• _WHAT TO PRODUCE_: Could you restate every line of the data word for word?

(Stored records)
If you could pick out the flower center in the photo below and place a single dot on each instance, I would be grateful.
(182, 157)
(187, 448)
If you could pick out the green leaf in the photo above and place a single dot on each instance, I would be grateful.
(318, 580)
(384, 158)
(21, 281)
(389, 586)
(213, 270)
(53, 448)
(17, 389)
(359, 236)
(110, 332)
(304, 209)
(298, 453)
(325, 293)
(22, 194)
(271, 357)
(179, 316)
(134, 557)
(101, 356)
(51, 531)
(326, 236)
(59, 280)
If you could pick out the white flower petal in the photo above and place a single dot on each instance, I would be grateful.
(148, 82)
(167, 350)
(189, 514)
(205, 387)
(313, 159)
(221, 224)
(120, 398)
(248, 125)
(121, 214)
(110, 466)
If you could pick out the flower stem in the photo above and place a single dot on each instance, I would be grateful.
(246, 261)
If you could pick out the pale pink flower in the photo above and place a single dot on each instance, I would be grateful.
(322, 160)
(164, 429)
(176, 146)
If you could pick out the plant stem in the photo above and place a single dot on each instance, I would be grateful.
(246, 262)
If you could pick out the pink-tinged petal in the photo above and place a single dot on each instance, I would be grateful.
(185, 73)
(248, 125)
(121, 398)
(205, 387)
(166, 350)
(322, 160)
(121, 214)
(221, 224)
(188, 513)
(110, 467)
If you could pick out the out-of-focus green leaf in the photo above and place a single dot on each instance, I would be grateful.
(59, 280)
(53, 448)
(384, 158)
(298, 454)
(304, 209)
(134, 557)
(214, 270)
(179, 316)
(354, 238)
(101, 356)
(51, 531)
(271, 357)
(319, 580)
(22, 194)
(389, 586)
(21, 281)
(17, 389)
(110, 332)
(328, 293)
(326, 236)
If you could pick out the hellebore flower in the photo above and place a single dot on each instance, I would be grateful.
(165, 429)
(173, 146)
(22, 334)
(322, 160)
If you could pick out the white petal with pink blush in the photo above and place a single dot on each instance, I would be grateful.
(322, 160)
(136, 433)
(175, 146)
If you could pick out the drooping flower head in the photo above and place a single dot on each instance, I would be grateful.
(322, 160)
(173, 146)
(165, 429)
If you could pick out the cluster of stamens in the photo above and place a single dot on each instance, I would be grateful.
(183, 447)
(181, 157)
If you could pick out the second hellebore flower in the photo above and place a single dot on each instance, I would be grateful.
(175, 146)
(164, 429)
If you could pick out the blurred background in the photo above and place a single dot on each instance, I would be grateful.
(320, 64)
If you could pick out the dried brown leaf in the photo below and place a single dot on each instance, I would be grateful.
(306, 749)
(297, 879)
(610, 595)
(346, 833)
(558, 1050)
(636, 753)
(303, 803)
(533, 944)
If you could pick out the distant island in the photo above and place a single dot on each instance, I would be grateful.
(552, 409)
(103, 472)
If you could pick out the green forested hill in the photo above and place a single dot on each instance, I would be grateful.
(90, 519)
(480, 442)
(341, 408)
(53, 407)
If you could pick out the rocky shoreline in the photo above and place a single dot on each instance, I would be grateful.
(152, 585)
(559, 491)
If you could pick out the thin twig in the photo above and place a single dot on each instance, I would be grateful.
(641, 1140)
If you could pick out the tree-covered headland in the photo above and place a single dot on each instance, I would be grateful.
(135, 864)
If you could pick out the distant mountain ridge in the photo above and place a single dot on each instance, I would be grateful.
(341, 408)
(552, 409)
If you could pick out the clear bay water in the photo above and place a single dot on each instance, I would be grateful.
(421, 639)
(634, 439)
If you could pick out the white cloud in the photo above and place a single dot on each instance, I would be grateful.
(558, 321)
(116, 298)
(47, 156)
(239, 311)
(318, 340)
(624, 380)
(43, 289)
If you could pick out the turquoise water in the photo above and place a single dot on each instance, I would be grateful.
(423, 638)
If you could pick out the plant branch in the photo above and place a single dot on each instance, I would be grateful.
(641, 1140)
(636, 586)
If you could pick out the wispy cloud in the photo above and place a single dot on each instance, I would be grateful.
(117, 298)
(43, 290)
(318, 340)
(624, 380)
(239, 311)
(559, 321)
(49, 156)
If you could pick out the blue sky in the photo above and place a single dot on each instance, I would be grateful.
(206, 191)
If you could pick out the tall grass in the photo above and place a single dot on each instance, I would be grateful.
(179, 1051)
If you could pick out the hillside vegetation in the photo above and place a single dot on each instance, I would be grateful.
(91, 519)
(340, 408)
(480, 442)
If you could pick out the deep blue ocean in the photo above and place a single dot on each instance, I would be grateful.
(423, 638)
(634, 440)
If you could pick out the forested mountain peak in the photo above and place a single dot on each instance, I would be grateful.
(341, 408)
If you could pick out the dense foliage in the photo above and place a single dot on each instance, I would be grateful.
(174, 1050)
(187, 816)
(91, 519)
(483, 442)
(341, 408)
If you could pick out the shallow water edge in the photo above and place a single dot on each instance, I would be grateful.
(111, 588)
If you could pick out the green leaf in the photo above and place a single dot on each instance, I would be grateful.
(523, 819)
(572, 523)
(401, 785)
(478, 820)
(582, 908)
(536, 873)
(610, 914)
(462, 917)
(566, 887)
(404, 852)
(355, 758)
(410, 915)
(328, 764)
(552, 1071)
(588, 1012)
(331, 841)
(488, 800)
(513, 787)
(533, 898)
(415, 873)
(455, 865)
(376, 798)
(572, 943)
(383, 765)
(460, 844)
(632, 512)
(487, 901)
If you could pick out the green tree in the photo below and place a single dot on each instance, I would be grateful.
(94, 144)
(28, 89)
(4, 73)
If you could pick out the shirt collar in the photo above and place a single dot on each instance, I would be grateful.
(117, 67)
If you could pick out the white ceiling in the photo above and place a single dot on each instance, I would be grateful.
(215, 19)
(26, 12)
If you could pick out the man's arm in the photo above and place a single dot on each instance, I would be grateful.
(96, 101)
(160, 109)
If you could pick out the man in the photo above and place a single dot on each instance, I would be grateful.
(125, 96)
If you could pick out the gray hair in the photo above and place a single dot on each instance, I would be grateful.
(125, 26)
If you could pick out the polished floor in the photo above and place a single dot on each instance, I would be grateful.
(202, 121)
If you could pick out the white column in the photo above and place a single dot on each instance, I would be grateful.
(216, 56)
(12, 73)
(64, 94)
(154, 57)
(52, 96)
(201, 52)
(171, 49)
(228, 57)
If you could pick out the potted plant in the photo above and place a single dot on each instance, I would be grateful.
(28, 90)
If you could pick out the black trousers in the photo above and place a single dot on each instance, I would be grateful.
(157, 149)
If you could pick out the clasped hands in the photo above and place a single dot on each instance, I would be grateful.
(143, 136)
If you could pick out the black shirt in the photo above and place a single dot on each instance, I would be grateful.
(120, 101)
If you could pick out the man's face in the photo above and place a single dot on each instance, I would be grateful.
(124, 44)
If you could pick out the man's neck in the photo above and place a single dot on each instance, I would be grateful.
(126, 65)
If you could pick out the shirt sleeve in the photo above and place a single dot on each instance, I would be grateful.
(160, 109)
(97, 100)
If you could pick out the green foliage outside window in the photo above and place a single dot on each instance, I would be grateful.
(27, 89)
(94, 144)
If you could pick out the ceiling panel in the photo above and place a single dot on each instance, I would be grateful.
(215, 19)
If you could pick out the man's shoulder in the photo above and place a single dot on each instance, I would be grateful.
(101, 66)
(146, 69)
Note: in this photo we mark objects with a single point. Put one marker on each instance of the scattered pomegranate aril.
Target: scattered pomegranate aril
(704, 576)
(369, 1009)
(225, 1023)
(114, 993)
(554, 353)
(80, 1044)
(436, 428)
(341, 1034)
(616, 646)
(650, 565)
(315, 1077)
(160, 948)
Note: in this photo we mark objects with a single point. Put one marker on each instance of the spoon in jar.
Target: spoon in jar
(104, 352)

• _RESULT FOR THIS EXERCISE_:
If you could pick out the flower center in the photo below and place a single dot on each instance, I would be grateful.
(182, 157)
(187, 448)
If you could pick out the green leaf in the photo above and place a single dot on each instance, I would be grateful.
(318, 580)
(384, 158)
(21, 281)
(389, 586)
(213, 270)
(53, 448)
(17, 389)
(359, 236)
(110, 332)
(304, 209)
(298, 453)
(325, 293)
(22, 194)
(271, 357)
(179, 316)
(134, 557)
(101, 356)
(51, 531)
(326, 236)
(59, 280)
If you could pick out the white flower petal in the photo above and place a single dot on each instance, I would be grateful.
(148, 82)
(167, 350)
(189, 514)
(205, 387)
(313, 159)
(221, 224)
(120, 398)
(248, 125)
(121, 214)
(110, 466)
If you could pick out the flower stem in the photo above and place a single dot on each instance, I would be grateful.
(246, 261)
If you could pick out the pale pink flower in the photo above and place a single dot on each instance, I would be grateful.
(322, 160)
(164, 429)
(176, 146)
If you could pick out the plant stem in the photo above and place a single dot on each instance, I would be grateful.
(246, 262)
If you could pick out the pink-tinged petal in the photo above and place a single dot on each instance, I would be grateful.
(185, 73)
(248, 125)
(121, 398)
(205, 387)
(166, 350)
(322, 160)
(121, 214)
(221, 224)
(188, 513)
(110, 467)
If you could pick out the out-of-focus green leaf in the photo above and place a single dot on each instance, I would be grateful.
(59, 280)
(53, 448)
(384, 158)
(298, 454)
(304, 209)
(134, 557)
(214, 270)
(179, 316)
(354, 238)
(101, 356)
(51, 531)
(271, 357)
(319, 580)
(22, 194)
(389, 586)
(21, 281)
(17, 389)
(110, 332)
(328, 293)
(326, 236)
If you could pick out the hellebore flower in the photo above and place a single dot on each instance, I would be grateful.
(165, 429)
(173, 146)
(22, 334)
(322, 160)
If you could pick out the white petal with pink blush in the photo above and place a single dot on each instance, I would be grateful.
(322, 160)
(136, 433)
(175, 146)
If you could pick out the drooping flower head in the photo above and place a single dot on each instance, I would be grateful.
(322, 160)
(173, 146)
(165, 429)
If you could pick out the cluster of stamens in the photo above and place a single dot on each instance, I would be grateful.
(183, 447)
(181, 157)
If you could pick out the second hellebore flower in the photo above and place a single dot on each instance, I would be grateful.
(175, 146)
(164, 429)
If you could pick out the blurred background in the photo above and place a single dot on each instance, I would be grateful.
(320, 64)
If you could pick out the dried brown leaf in the photo below and place a single dot on each instance, I would be grateful.
(306, 749)
(297, 879)
(610, 595)
(346, 833)
(558, 1050)
(636, 753)
(303, 803)
(533, 944)
If you could pick out the distant island in the photo above and place a single dot on each instance, I would be grateful.
(552, 409)
(103, 472)
If you could pick out the green forested hill in the photo above and place a single dot on each instance, I would be grateful.
(90, 519)
(480, 442)
(341, 408)
(53, 407)
If you could pick out the rocky shoreline in the photo above and place a single dot on each instance, I would be grateful.
(152, 585)
(559, 491)
If you could pick out the thin twig in the photo above and place a single dot on each instance, I would be grateful.
(641, 1140)
If you could pick out the tree-covered headland in the photo above and place a single dot on each instance, I would be grateful.
(135, 864)
If you could pick out the distant mountain ridge in the photo above and place a single dot on each instance, I would be grateful.
(341, 408)
(552, 409)
If you could pick out the clear bay water in the photo above and place a single dot on each instance, I would be grateful.
(421, 639)
(634, 439)
If you could pick out the white cloud in the photo above and place a single dot on each instance, I would be grateful.
(558, 321)
(116, 298)
(47, 156)
(239, 311)
(318, 340)
(624, 380)
(43, 289)
If you could pick out the turquoise water in the photo above and place a single dot on each instance, I would be grateful.
(423, 638)
If you could pick out the plant branch in the photo above and place a single dot on each instance, I would be grateful.
(641, 1140)
(636, 586)
If you could pick out the wispy cloud in the photo above and place a single dot on each instance, I would be grateful.
(117, 298)
(43, 290)
(318, 340)
(624, 380)
(239, 311)
(559, 321)
(49, 156)
If you could pick out the blue sky in the photo above and place a single dot on each instance, I would be grateful.
(206, 191)
If you could pick out the tall grass in the photo above and place a single dot on each instance, I would be grateful.
(179, 1051)
If you could pick out the hillside vegetation in the photo above and place a single dot on each instance, I would be grateful.
(91, 519)
(340, 408)
(480, 442)
If you could pick out the deep blue ocean in the photo above and place a single dot on each instance, I would be grateful.
(423, 638)
(634, 440)
If you could pick out the forested mountain peak in the photo above and place a single dot on each instance, I would be grateful.
(341, 408)
If you could pick out the dense foliage in the photo above and place a single dot on each instance, I would be grateful.
(174, 1050)
(187, 816)
(91, 519)
(483, 442)
(341, 408)
If you could pick out the shallow water edge in the photo above and place a single dot on each instance, I would be grateful.
(111, 588)
If you could pick out the green leaf in the photo above and place a single dot on each instance, I would be grateful.
(523, 819)
(572, 523)
(401, 785)
(478, 820)
(582, 908)
(536, 873)
(610, 914)
(462, 917)
(566, 887)
(404, 852)
(355, 758)
(410, 915)
(328, 764)
(552, 1071)
(588, 1012)
(331, 841)
(488, 800)
(513, 787)
(533, 898)
(415, 873)
(455, 865)
(376, 798)
(572, 943)
(383, 765)
(460, 844)
(632, 512)
(487, 901)
If you could pick out the green tree in the photo below and place a single dot on each instance, I would be grateful.
(94, 144)
(28, 89)
(4, 73)
If you could pick out the shirt collar in the photo above and place a single dot on each instance, I would be grateful.
(117, 67)
If you could pick out the white ceiling in the photo above and place a single dot on each instance, I would be grateful.
(215, 19)
(26, 12)
If you could pick out the man's arm in the photo above and place a single dot on each instance, I would be grateful.
(96, 101)
(160, 109)
If you could pick out the man in the photo above and place a single dot on each instance, I would be grateful.
(125, 96)
If you could pick out the gray hair in the photo above and place a single dot on each instance, I would be grateful.
(125, 26)
If you could pick out the polished floor in the photo above and place a single dot on each instance, I would be grateful.
(202, 121)
If you could pick out the white column in the photo above and place a single dot on each instance, I would be grateful.
(216, 56)
(12, 73)
(64, 94)
(154, 57)
(52, 96)
(201, 52)
(171, 49)
(228, 57)
If you could pick out the potted plant in the photo above and place a single dot on each instance, I would be grateful.
(28, 90)
If you could pick out the black trousers in the photo above and place a single dot on each instance, I would be grateful.
(157, 149)
If you could pick out the clasped hands in the photo above and place a single dot on each instance, I would be grateful.
(143, 136)
If you could pick out the black shirt in the photo above and place a single dot on each instance, I would be grateful.
(120, 101)
If you could pick out the man's face in the photo above and place a single dot on each instance, I would be grateful.
(124, 44)
If you could pick out the man's neck in the photo above and place a single dot on each instance, I would be grateful.
(126, 65)
If you could pick out the shirt sleeve in the photo above and place a single dot on each instance, I would be grateful.
(160, 109)
(97, 100)
If you could pick out the green foliage outside window in the photo above and place a single dot on each instance, I would be grateful.
(27, 89)
(94, 144)
If you could pick out the ceiling panel in the photo above and place a single dot on each instance, I would be grateful.
(215, 19)
If you could pick out the man's shoulder in the photo above and place a single dot on each instance, I would be grateful.
(101, 66)
(146, 69)
Note: in this photo we mark objects with a single point. Put one marker on each instance of the scattered pomegranate aril.
Target: scattered pomegranate aril
(704, 576)
(369, 1009)
(225, 1023)
(114, 993)
(554, 353)
(80, 1044)
(436, 428)
(341, 1034)
(616, 646)
(650, 565)
(315, 1077)
(160, 948)
Note: in this photo we mark objects with a single point. Put one marker on each instance of the spoon in jar.
Target: spoon in jar
(104, 352)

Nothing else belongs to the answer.